- **To do**
Below are the records; copy each line in which "porch" occurs.

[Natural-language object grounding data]
------------------------------

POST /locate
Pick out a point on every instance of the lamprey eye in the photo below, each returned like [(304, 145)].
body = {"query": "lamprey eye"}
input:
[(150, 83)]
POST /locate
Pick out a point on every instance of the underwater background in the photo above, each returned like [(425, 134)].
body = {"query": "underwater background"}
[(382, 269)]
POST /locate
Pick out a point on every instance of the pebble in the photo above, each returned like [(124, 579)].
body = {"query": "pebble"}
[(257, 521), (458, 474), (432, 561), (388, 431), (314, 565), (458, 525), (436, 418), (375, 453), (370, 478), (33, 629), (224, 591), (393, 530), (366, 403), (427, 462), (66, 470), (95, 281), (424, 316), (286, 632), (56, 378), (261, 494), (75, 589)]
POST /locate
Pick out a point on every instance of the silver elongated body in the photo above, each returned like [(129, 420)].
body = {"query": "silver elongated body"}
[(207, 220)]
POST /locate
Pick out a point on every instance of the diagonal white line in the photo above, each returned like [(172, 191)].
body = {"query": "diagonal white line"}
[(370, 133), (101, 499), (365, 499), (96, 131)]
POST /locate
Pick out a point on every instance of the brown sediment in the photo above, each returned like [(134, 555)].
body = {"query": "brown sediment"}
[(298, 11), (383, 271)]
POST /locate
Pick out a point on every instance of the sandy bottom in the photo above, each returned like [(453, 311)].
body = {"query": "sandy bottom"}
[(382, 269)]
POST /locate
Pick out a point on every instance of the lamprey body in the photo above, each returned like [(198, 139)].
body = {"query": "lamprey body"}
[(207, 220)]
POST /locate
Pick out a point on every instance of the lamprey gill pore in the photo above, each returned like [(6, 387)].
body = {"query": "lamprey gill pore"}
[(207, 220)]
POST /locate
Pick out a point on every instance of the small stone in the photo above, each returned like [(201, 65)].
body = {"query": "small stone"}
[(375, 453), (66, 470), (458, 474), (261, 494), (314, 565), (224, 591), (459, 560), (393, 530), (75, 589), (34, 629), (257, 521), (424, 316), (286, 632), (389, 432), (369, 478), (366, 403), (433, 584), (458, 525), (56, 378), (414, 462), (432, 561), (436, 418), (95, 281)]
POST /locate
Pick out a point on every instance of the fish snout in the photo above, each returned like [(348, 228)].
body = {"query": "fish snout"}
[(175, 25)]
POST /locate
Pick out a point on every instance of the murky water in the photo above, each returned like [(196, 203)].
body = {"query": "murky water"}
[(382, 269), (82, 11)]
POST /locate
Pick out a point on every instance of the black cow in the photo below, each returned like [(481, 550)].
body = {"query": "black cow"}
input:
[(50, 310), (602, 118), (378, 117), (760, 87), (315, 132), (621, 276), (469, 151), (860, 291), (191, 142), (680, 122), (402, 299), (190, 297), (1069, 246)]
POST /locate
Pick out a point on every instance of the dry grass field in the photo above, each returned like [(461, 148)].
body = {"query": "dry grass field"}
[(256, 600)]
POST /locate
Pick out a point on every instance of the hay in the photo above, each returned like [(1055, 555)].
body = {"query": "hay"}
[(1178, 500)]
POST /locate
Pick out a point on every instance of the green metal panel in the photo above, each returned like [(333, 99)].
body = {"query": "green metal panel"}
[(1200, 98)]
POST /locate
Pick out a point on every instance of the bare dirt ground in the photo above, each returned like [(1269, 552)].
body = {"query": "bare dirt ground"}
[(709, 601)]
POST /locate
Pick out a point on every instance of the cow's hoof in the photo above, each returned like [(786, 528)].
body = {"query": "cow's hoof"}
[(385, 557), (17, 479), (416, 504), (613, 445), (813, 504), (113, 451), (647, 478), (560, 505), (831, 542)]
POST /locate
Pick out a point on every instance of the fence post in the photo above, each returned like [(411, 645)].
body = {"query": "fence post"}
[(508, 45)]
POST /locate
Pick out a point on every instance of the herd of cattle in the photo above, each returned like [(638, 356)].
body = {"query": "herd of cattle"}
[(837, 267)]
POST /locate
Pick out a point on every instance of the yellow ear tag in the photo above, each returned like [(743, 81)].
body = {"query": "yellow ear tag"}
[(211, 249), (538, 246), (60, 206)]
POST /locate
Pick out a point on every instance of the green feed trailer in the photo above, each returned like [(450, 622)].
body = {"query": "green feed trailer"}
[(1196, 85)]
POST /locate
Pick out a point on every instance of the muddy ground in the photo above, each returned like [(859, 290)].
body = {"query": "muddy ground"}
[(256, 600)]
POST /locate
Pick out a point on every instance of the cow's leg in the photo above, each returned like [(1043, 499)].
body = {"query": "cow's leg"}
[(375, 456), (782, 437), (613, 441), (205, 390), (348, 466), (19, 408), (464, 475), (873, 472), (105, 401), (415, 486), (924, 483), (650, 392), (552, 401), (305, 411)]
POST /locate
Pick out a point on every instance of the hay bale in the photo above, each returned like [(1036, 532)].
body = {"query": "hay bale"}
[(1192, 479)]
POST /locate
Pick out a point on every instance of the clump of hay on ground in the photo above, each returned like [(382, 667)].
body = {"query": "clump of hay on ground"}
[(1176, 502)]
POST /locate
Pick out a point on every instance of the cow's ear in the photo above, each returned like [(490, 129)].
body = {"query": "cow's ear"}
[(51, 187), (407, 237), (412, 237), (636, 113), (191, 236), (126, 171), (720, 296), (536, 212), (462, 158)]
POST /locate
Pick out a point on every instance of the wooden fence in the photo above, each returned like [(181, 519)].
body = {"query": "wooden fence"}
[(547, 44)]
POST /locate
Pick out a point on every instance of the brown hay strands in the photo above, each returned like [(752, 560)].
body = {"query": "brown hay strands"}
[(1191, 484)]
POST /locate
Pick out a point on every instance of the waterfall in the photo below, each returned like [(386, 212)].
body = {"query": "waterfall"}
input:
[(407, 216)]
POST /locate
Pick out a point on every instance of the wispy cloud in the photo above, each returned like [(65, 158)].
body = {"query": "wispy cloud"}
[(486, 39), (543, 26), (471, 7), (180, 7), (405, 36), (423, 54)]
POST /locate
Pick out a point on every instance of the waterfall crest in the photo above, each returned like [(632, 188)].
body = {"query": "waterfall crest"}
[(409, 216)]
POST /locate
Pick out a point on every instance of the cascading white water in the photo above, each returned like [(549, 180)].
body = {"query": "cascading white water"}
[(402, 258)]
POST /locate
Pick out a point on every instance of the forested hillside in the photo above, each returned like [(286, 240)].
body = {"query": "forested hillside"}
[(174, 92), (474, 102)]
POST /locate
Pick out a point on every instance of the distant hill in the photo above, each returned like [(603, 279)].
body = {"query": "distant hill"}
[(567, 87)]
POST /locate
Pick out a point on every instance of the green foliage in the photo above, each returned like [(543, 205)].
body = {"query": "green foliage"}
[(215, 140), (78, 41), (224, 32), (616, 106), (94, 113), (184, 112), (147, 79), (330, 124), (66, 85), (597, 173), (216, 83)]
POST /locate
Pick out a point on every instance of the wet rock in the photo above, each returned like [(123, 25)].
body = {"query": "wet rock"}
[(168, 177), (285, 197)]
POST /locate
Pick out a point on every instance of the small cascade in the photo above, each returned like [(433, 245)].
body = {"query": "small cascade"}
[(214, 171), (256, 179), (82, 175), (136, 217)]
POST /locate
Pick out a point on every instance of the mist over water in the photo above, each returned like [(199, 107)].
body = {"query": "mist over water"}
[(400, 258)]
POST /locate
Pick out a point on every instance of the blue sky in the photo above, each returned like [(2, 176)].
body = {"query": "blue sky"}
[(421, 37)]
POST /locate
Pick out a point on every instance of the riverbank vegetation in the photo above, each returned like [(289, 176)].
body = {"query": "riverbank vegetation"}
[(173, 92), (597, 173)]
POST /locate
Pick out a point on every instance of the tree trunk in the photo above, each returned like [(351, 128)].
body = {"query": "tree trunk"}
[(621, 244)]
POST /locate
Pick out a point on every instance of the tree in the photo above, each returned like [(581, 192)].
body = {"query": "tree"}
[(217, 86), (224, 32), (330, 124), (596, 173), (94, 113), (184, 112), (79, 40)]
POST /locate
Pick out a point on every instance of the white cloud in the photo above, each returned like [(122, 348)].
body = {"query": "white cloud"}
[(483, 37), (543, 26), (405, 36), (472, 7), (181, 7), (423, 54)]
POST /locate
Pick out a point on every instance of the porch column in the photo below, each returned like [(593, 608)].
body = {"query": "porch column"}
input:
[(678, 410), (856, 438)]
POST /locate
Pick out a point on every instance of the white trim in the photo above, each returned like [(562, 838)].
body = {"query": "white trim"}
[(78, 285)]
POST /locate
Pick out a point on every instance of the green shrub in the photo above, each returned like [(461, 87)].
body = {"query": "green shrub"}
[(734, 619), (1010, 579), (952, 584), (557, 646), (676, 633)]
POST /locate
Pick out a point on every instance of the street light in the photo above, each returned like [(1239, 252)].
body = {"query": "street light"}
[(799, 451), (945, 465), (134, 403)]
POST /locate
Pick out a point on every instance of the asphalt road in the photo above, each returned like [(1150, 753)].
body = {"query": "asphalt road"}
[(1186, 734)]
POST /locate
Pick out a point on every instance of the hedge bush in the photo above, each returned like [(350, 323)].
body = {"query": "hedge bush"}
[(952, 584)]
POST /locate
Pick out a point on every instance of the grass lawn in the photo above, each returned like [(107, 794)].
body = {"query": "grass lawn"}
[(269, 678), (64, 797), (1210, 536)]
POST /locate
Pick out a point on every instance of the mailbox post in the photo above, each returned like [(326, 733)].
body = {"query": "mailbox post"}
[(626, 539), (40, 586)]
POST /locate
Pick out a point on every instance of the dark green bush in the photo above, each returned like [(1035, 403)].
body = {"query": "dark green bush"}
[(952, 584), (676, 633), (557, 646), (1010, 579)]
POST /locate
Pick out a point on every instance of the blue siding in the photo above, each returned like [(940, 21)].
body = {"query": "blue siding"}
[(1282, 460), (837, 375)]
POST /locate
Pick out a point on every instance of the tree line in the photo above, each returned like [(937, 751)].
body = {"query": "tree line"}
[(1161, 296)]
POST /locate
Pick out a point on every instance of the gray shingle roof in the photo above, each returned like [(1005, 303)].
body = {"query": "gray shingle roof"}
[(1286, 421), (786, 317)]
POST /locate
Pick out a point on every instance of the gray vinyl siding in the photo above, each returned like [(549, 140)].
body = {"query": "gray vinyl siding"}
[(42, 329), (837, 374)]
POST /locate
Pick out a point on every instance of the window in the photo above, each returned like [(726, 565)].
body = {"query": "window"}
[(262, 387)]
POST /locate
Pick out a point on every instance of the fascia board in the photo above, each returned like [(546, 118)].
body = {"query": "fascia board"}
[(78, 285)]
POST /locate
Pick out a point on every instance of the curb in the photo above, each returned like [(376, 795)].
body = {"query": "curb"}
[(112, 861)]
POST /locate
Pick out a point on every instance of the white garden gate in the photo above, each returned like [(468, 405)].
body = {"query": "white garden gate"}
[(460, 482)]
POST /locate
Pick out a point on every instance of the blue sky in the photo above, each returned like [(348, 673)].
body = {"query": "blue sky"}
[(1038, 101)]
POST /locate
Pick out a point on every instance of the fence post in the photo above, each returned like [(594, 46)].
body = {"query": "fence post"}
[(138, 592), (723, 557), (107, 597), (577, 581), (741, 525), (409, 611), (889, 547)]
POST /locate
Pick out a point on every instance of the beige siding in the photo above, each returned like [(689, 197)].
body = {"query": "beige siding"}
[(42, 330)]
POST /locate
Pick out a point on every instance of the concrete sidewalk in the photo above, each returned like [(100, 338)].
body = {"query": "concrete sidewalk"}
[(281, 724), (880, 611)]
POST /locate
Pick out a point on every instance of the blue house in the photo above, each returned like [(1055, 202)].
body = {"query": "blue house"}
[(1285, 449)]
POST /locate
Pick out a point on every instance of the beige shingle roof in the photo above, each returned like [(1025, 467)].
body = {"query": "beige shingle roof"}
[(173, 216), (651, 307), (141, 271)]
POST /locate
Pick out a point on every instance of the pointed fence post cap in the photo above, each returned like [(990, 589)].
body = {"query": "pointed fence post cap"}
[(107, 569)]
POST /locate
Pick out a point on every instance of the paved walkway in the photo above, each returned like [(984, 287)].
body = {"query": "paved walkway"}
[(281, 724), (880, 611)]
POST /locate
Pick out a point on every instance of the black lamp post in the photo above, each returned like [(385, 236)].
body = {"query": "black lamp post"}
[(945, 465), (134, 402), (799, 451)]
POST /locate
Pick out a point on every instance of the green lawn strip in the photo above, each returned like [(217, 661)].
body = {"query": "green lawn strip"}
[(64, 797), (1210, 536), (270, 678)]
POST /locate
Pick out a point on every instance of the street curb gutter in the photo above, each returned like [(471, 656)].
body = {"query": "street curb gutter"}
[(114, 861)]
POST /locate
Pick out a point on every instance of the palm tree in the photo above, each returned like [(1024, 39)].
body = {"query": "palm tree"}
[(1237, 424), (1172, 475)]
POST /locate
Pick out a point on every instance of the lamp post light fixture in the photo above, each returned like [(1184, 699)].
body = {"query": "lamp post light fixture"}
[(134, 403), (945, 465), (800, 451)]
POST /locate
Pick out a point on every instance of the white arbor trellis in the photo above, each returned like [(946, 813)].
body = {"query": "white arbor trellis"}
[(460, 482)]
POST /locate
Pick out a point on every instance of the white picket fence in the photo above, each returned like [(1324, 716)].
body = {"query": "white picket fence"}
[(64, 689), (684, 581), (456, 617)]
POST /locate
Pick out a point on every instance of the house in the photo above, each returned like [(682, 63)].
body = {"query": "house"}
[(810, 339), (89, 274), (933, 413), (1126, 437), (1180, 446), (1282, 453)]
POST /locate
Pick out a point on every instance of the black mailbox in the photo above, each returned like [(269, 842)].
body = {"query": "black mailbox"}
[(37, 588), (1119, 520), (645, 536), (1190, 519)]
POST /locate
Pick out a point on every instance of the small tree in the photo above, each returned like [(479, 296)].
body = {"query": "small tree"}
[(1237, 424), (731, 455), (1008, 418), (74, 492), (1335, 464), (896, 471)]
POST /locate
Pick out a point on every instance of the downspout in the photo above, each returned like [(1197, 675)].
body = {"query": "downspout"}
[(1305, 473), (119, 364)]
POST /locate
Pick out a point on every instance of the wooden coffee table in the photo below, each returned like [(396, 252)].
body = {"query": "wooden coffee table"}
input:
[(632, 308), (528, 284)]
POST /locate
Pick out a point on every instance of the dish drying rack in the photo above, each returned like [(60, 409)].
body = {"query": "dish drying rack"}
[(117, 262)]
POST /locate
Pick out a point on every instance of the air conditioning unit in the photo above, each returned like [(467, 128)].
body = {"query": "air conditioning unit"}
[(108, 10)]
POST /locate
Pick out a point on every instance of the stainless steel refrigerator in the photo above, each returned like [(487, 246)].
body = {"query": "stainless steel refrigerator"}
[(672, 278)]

------------------------------

- **Exercise output**
Pick out a point on every instance of the porch column in the photo below, each returned like [(593, 608)].
body = {"query": "porch column"}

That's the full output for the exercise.